-- BEGIN EXERCISE MATERIAL --

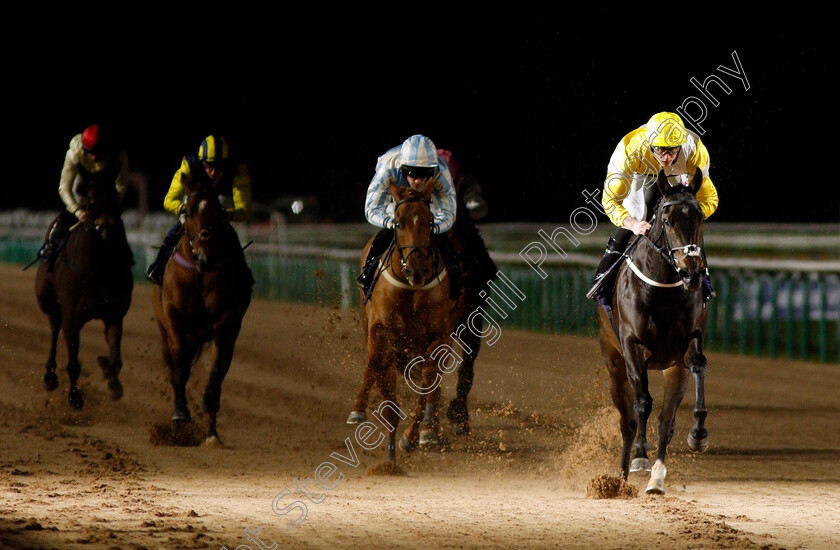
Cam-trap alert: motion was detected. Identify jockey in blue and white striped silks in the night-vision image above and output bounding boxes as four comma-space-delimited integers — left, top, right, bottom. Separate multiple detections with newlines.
365, 135, 457, 233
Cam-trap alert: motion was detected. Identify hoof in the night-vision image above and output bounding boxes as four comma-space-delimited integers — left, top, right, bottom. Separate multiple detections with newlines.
172, 408, 190, 422
686, 432, 709, 453
347, 411, 367, 424
67, 389, 85, 411
645, 460, 668, 495
420, 430, 440, 447
400, 435, 417, 453
630, 458, 650, 473
44, 371, 58, 391
108, 378, 123, 401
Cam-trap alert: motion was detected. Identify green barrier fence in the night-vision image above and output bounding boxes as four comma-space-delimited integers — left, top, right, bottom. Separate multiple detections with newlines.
0, 238, 840, 363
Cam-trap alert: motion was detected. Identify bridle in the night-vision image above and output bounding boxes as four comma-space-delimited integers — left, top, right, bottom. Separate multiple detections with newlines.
183, 194, 228, 259
391, 197, 437, 278
648, 197, 706, 274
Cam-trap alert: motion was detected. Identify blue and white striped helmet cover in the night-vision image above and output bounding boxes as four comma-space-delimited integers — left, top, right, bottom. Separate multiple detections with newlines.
400, 134, 439, 168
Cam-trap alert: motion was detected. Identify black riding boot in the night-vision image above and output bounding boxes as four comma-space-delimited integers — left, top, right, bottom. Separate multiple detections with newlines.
586, 228, 633, 306
432, 233, 462, 300
38, 211, 76, 271
356, 229, 394, 296
146, 223, 181, 285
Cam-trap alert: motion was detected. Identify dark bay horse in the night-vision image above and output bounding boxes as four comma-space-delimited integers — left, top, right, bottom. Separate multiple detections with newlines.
35, 177, 134, 409
152, 189, 252, 445
598, 171, 708, 494
436, 188, 496, 435
348, 185, 460, 462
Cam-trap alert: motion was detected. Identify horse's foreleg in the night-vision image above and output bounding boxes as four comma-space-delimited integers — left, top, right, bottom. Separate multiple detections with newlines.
35, 270, 62, 391
368, 359, 400, 462
97, 319, 123, 401
624, 342, 653, 472
686, 350, 709, 453
607, 356, 639, 479
44, 308, 61, 391
62, 323, 85, 410
419, 354, 441, 446
446, 324, 483, 435
167, 342, 197, 422
202, 322, 241, 445
347, 366, 375, 424
645, 365, 688, 495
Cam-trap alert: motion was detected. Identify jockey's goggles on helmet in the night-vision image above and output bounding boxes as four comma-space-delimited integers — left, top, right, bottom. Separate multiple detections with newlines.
401, 166, 435, 180
651, 145, 680, 155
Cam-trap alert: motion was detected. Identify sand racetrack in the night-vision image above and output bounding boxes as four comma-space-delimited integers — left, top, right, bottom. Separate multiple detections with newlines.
0, 265, 840, 550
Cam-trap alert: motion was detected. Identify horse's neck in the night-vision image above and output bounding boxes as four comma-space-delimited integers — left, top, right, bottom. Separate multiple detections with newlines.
631, 220, 678, 283
382, 248, 443, 284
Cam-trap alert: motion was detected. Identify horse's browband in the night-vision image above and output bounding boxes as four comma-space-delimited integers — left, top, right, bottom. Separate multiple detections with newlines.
379, 260, 446, 290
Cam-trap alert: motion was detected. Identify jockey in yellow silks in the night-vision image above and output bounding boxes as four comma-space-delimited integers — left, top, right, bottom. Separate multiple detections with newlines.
587, 112, 718, 304
146, 135, 253, 284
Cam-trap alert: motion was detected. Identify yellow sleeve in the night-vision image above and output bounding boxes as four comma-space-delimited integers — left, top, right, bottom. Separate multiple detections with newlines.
231, 164, 251, 222
163, 157, 192, 214
687, 140, 718, 218
601, 128, 656, 227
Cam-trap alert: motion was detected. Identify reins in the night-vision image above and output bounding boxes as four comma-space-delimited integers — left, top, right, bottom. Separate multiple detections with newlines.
364, 197, 446, 303
623, 197, 706, 288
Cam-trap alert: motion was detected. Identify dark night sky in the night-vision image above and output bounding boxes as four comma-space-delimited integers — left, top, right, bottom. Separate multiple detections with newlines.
8, 17, 840, 223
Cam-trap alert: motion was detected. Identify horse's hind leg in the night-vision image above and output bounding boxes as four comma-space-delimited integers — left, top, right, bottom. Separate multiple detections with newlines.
35, 264, 61, 391
202, 322, 241, 445
63, 323, 85, 410
624, 343, 653, 472
368, 362, 401, 462
686, 350, 709, 453
645, 365, 688, 495
97, 319, 123, 401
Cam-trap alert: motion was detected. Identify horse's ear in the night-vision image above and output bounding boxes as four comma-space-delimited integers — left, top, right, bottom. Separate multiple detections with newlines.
656, 170, 671, 201
688, 168, 703, 194
388, 181, 400, 201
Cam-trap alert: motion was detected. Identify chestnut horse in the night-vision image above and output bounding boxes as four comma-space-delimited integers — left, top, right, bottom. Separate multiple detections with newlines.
348, 184, 460, 462
35, 177, 134, 409
598, 171, 708, 494
152, 189, 251, 445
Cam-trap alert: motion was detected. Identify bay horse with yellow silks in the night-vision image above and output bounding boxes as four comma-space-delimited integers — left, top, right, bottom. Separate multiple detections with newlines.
35, 171, 134, 409
152, 183, 253, 445
598, 171, 709, 494
348, 184, 463, 462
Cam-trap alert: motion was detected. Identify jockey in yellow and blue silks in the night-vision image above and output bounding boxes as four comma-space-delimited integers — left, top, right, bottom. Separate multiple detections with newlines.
587, 112, 718, 305
38, 124, 133, 267
357, 134, 460, 295
146, 135, 252, 284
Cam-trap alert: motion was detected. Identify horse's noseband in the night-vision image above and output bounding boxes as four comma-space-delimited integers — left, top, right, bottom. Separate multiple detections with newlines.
651, 198, 706, 273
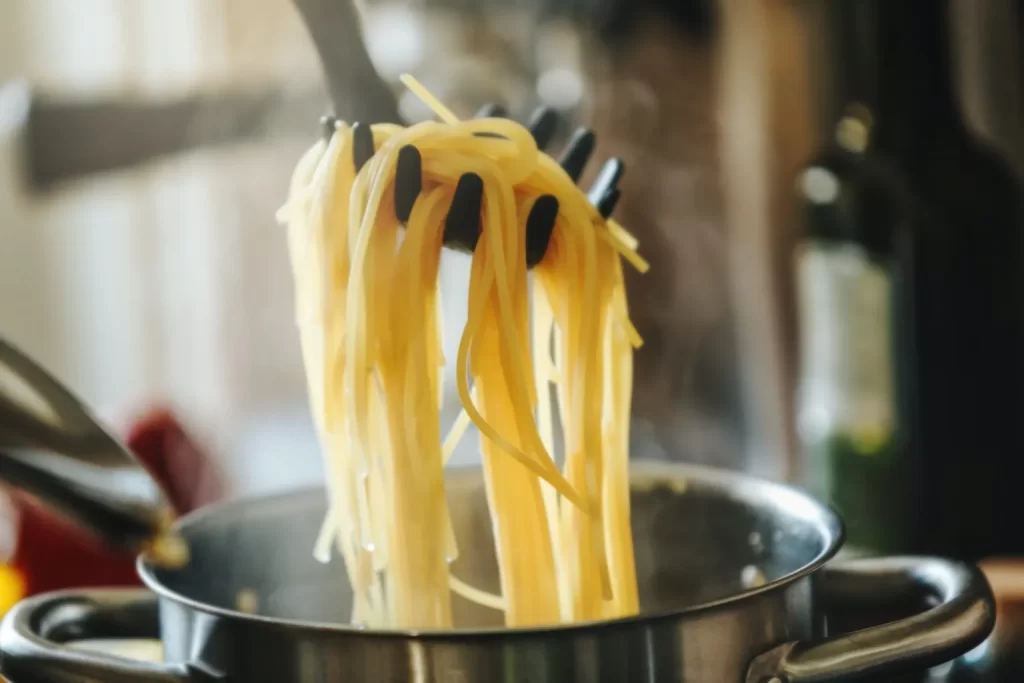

-- END EXERCISE MATERIAL --

● EXERCISE OBJECTIVE:
Recast the lines between the one holding "Cam-trap alert: motion was detected. Identify hoof" and the one holding "648, 197, 706, 274", inclusive, as a Markdown table with the columns Number and Line, giving each line a number and leaving out any blank lines.

● EXERCISE RESULT:
| Number | Line |
|---|---|
| 1 | Cam-trap alert: motion was detected. Identify hoof in the night-vision image above and output bounding boxes as four comma-space-delimited integers — left, top, right, bottom. Separate multiple detections with newlines. |
| 2 | 172, 408, 190, 422 |
| 3 | 686, 432, 709, 453 |
| 4 | 347, 411, 367, 424 |
| 5 | 67, 389, 85, 411 |
| 6 | 645, 460, 668, 495 |
| 7 | 420, 430, 440, 447 |
| 8 | 400, 435, 417, 453 |
| 9 | 630, 458, 650, 473 |
| 10 | 44, 371, 58, 391 |
| 11 | 108, 378, 123, 401 |
| 12 | Cam-trap alert: motion was detected. Identify green barrier fence in the night-vision image above and output bounding boxes as four comma-space-delimited integers — left, top, right, bottom. Separate multiple detections with newlines. |
| 13 | 0, 238, 840, 363 |
| 14 | Cam-trap alert: motion was detected. Identify bridle in the night-vision image above and output bounding boxes as four comma-space-delimited integers — left, top, right, bottom. Separate multiple detections with newlines. |
| 15 | 183, 194, 228, 259 |
| 16 | 391, 197, 437, 278 |
| 17 | 648, 197, 706, 274 |